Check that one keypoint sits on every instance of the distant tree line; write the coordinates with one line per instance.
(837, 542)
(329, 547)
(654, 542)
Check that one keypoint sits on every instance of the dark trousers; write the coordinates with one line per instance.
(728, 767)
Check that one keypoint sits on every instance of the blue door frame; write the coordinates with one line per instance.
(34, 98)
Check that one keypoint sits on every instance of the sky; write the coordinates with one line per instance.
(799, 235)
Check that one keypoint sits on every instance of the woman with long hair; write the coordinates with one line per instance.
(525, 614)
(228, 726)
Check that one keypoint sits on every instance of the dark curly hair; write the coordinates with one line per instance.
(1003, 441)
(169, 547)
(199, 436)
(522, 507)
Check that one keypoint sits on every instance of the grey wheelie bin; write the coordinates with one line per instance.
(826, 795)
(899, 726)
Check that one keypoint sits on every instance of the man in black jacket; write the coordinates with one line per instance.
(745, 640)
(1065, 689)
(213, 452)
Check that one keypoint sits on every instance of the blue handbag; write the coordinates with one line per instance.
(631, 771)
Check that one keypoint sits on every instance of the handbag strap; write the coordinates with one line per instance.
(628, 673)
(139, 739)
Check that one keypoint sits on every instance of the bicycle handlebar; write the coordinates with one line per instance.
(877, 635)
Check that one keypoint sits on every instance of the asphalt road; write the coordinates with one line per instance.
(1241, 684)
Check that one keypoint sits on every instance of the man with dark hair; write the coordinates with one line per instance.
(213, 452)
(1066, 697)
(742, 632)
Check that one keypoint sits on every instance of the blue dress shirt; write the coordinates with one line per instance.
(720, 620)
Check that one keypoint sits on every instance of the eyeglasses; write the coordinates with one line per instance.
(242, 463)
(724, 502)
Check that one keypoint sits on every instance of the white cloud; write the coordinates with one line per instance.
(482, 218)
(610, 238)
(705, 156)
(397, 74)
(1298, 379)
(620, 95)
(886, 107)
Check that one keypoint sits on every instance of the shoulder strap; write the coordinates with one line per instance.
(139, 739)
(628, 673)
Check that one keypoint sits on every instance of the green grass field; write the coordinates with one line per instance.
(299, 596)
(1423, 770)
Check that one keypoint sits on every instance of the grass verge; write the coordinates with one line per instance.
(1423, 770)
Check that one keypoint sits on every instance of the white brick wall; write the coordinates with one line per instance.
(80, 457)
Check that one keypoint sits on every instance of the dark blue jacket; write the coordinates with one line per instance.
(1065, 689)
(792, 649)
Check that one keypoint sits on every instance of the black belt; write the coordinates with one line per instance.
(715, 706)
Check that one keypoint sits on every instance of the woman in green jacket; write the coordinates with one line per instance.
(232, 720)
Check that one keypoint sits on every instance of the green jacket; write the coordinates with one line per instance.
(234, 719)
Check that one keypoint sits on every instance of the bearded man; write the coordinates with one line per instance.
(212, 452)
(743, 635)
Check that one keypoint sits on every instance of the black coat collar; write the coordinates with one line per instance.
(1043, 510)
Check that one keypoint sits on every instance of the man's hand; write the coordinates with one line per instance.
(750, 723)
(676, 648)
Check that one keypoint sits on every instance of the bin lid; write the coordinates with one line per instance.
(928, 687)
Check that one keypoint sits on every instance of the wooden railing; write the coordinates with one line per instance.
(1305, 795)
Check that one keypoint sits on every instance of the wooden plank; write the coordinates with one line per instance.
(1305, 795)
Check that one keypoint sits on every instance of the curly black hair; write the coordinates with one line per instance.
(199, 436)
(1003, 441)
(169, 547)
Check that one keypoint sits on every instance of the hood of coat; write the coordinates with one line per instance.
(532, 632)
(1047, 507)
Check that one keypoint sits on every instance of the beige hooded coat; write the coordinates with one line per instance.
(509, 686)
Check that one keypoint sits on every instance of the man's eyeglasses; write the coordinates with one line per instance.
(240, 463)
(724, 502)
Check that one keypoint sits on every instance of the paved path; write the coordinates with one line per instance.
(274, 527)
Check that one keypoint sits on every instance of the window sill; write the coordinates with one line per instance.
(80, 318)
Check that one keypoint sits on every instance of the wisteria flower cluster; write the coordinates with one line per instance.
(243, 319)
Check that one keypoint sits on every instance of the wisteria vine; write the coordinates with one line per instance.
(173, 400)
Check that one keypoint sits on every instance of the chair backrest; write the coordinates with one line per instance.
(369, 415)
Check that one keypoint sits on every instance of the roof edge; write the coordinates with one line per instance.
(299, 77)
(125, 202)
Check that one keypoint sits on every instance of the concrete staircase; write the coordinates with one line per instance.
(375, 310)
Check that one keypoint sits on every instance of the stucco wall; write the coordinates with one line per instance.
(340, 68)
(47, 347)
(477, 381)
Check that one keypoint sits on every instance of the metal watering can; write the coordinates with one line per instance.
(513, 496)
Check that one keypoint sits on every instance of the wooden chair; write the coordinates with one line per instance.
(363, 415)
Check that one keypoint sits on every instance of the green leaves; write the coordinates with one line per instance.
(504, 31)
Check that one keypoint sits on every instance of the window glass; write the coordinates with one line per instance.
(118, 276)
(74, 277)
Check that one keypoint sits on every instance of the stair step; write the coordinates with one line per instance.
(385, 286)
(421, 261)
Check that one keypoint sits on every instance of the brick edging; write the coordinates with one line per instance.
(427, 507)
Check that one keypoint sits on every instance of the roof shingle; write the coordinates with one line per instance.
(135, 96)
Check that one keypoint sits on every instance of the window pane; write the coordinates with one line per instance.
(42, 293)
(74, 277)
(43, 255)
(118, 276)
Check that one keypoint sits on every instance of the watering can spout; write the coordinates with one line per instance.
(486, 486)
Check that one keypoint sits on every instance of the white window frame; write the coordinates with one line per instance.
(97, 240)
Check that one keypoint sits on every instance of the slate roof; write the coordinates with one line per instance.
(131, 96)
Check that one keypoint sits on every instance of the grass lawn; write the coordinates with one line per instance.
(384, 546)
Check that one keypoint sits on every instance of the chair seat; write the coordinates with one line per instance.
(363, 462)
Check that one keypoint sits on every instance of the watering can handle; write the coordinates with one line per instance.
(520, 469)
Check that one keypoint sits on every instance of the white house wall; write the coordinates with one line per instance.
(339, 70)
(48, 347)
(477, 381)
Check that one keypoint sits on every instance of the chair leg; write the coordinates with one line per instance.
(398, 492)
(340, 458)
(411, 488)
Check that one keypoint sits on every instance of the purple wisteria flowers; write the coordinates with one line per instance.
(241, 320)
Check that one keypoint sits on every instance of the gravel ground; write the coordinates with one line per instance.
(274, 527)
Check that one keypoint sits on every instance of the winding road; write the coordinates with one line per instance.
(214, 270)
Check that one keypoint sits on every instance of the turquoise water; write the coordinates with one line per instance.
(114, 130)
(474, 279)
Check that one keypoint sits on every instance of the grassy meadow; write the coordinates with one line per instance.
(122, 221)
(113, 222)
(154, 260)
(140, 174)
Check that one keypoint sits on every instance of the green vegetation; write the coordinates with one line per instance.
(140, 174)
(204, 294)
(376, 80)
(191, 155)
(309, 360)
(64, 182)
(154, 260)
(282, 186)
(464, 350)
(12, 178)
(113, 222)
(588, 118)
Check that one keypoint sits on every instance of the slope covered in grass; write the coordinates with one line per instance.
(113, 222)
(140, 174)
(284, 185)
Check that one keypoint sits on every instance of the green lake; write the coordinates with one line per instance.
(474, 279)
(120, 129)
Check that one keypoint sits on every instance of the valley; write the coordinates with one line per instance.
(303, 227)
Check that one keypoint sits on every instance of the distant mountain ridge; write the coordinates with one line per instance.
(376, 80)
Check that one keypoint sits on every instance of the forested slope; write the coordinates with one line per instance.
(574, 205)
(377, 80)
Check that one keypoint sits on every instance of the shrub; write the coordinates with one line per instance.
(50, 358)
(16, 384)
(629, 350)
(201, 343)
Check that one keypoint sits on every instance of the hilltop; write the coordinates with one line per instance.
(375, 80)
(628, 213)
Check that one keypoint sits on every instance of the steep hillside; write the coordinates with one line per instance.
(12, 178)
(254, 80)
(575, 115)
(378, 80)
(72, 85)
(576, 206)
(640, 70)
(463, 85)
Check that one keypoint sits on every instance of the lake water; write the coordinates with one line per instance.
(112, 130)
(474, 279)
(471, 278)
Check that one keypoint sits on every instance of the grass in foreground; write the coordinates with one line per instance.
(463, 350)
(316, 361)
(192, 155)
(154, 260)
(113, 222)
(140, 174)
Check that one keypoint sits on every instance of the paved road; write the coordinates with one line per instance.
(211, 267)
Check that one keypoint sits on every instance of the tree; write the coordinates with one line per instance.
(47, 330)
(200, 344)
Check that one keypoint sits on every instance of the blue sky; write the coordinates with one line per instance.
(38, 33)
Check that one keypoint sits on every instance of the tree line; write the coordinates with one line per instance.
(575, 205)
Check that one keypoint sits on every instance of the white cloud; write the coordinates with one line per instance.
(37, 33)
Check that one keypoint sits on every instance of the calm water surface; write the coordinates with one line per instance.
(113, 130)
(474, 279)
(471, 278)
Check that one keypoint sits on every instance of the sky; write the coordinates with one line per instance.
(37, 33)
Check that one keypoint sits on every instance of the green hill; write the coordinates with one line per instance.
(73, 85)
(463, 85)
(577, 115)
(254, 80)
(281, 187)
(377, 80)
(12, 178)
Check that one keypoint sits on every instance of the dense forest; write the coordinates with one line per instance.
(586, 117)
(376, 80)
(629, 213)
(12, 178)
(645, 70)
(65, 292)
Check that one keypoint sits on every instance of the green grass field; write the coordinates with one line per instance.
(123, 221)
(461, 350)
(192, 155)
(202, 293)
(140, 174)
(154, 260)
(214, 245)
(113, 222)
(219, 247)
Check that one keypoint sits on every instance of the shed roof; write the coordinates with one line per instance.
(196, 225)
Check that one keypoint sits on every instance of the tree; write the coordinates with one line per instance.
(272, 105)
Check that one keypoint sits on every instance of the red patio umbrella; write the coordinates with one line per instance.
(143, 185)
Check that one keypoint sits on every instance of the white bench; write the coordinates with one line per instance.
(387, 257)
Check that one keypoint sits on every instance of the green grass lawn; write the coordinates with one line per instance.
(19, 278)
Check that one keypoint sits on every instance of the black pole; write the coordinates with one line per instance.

=-=-=

→ REQUIRED TASK
Find the line containing "the tree line;" in the material above. Print it and every line after it through the end, exactly and only those.

→ TASK SOLUTION
Check that one keypoint sits on every instance of the tree line; write the coordinates with one line per instance.
(575, 205)
Check that one keypoint sits on every instance of the white cloud; write the coordinates with one line per instance.
(37, 33)
Check that one keypoint sits on every instance of the calm water surface; write the coordinates with one line per instance.
(113, 130)
(474, 279)
(471, 278)
Check that one keypoint sits on every instance of the sky; write the coordinates with one line per instance.
(37, 33)
Check that one keypoint sits on every instance of the green hill; write the coordinates with one line per instance.
(73, 85)
(463, 85)
(577, 115)
(254, 80)
(281, 187)
(377, 80)
(12, 178)
Check that one keypoint sits on every instance of the dense forest; write the coordinates with one line per instance.
(586, 117)
(376, 80)
(629, 213)
(12, 178)
(645, 70)
(65, 292)
Check that one keypoint sits on every instance of the green grass field; write the coordinates with one line per instance.
(123, 221)
(461, 350)
(192, 155)
(202, 293)
(140, 174)
(154, 260)
(214, 245)
(113, 222)
(219, 247)
Check that one keypoint sits on every instance of the shed roof; write the coordinates with one line per instance.
(196, 225)
Check that one keypoint sits on every instance of the tree; write the coordinates with one line per instance.
(272, 105)
Check that one keypoint sits on every instance of the red patio umbrella; write the coordinates with one line per instance.
(143, 185)
Check that one keypoint sits on every instance of the white bench; write the coordinates with one line per instance.
(387, 257)
Check that one keypoint sits on every instance of the green grass lawn; write the coordinates with one line per instance.
(19, 278)
Check that one keypoint sits on every instance of the black pole; write the coordinates with one line per instance.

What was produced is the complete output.